**What this task involves:** Copy every line of the records below without changing a single character.

[Dataset entries]
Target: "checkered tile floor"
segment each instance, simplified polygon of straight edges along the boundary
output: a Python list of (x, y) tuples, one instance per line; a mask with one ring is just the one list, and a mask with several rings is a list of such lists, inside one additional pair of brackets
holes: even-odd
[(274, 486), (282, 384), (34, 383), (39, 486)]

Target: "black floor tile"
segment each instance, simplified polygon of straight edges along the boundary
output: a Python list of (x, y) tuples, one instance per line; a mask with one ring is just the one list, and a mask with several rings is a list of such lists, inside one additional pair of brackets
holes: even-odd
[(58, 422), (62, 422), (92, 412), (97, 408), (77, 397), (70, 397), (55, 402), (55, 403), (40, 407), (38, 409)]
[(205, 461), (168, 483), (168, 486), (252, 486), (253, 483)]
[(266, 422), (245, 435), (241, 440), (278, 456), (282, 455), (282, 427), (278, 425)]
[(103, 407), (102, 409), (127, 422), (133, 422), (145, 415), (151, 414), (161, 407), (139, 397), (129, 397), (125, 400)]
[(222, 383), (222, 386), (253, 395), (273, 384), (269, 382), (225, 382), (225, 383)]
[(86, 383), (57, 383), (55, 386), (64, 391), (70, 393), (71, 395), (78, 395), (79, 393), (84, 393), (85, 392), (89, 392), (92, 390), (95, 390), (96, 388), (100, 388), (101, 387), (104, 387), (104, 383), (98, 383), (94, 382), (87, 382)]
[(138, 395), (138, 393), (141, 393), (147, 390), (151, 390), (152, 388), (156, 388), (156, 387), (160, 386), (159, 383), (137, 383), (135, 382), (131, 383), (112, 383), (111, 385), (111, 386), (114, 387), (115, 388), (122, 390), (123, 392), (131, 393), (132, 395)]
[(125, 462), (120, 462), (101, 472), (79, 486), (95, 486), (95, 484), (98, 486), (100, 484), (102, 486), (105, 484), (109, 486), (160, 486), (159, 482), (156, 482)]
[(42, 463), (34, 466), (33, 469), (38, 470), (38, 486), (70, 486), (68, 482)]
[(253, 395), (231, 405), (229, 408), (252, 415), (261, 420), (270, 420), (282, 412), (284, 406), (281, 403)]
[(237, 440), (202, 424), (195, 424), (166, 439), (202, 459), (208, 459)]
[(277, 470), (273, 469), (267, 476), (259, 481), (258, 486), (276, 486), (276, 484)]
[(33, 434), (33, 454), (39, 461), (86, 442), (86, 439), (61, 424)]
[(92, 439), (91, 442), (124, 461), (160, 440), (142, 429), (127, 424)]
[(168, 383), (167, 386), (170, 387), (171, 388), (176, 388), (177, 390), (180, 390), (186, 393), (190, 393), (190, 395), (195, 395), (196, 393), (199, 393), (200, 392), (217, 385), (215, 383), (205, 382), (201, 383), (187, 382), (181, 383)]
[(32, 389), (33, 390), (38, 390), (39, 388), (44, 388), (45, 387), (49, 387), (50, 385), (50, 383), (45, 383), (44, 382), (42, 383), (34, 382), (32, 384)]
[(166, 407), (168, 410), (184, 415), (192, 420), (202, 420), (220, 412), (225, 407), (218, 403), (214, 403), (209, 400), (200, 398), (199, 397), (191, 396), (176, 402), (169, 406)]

**Response to this task:**
Target: "checkered tile floor"
segment each instance, simplified polygon of straight edges along the boundary
output: a Python list of (x, y) tuples, one instance per line; a mask with one ring is just the one list, and a mask with several rings is a list of such lists, inside one additional pair of brackets
holes: even-odd
[(274, 486), (282, 384), (34, 383), (39, 486)]

Target: "black floor tile"
segment each instance, simplified polygon of straight edges along the boundary
output: a Python list of (x, y) tuples, one instance per line; a mask with one ring is just the one list, and a mask with several rings is a list of such lists, inside one additional pair of brackets
holes: even-odd
[(58, 422), (62, 422), (92, 412), (97, 408), (77, 397), (70, 397), (55, 402), (55, 403), (40, 407), (38, 409)]
[(205, 461), (168, 483), (168, 486), (252, 486), (253, 483)]
[(266, 422), (245, 435), (241, 440), (278, 456), (282, 455), (282, 427), (278, 425)]
[(103, 407), (102, 409), (127, 422), (133, 422), (145, 415), (151, 414), (161, 407), (139, 397), (129, 397), (125, 400)]
[(222, 383), (222, 386), (253, 395), (273, 384), (269, 382), (225, 382), (225, 383)]
[(86, 383), (57, 383), (55, 386), (64, 391), (70, 393), (71, 395), (78, 395), (79, 393), (84, 393), (85, 392), (89, 392), (92, 390), (95, 390), (96, 388), (100, 388), (101, 387), (104, 387), (104, 383), (98, 383), (94, 382), (87, 382)]
[(138, 395), (138, 393), (141, 393), (147, 390), (151, 390), (152, 388), (156, 388), (156, 387), (160, 386), (159, 383), (137, 383), (135, 382), (131, 383), (112, 383), (111, 385), (111, 386), (114, 387), (115, 388), (122, 390), (123, 392), (131, 393), (132, 395)]
[(125, 462), (120, 462), (101, 472), (79, 486), (95, 486), (95, 484), (98, 486), (100, 484), (102, 486), (105, 484), (109, 486), (160, 486), (159, 482), (156, 482)]
[(42, 463), (34, 466), (33, 469), (38, 470), (38, 486), (70, 486), (68, 482)]
[(253, 395), (231, 405), (229, 408), (252, 415), (261, 420), (270, 420), (282, 412), (284, 406), (281, 403)]
[(237, 440), (202, 424), (195, 424), (166, 439), (202, 459), (208, 459)]
[(277, 470), (273, 469), (267, 476), (259, 481), (258, 486), (276, 486), (276, 484)]
[(33, 434), (33, 454), (39, 461), (86, 442), (86, 439), (61, 424)]
[(92, 439), (91, 442), (124, 461), (160, 440), (142, 429), (127, 424)]
[(168, 383), (167, 386), (170, 387), (171, 388), (176, 388), (177, 390), (180, 390), (186, 393), (190, 393), (190, 395), (195, 395), (196, 393), (199, 393), (200, 392), (217, 385), (215, 383), (205, 382), (201, 383), (187, 382), (181, 383)]
[(32, 389), (33, 390), (38, 390), (39, 388), (44, 388), (45, 387), (49, 387), (50, 385), (50, 383), (45, 383), (44, 382), (42, 383), (34, 382), (32, 384)]
[(166, 407), (168, 410), (184, 415), (192, 420), (202, 420), (220, 412), (225, 407), (218, 403), (214, 403), (209, 400), (200, 398), (199, 397), (191, 396), (176, 402), (169, 406)]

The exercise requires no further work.